• **What is needed**
Can you set out the items below as a single numbered list, one line per number, with any blank lines dropped?

— Begin Raw records —

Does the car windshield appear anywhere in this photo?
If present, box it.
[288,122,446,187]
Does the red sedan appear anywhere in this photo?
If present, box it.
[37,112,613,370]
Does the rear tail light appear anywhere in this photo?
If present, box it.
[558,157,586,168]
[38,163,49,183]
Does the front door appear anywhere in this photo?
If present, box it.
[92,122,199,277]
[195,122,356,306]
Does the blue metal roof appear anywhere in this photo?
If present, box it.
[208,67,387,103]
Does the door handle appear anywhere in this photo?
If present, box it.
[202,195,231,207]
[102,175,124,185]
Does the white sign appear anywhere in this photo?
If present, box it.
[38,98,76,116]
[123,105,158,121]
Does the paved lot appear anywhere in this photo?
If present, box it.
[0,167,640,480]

— End Raw records —

• **The solution**
1. Does the car windshield appear anywhere in this photo?
2. If present, box it.
3. [288,122,446,187]
4. Does the red sedan appear anywhere in this photo?
5. If present, box it.
6. [37,112,613,370]
7. Does the rear tail light appear anywhere in this photo?
8. If present, box it.
9. [558,157,586,168]
10. [38,163,49,183]
11. Does the front door appear anywhere in this photo?
12. If present, box it.
13. [92,122,199,277]
14. [195,122,356,306]
15. Does the blue metal roof appear anywhere in this photo?
16. If present, box it.
17. [208,67,387,103]
18. Does the door handle appear anywhere in this photo?
19. If present, box it.
20. [202,195,231,207]
21. [102,175,124,185]
22. Does the white sign appear anywhere in this photo?
23. If present, box it.
24. [38,98,76,116]
25. [123,105,158,121]
26. Does the paved lot appear anywhere in this photo?
27. If present, box it.
28. [0,167,640,480]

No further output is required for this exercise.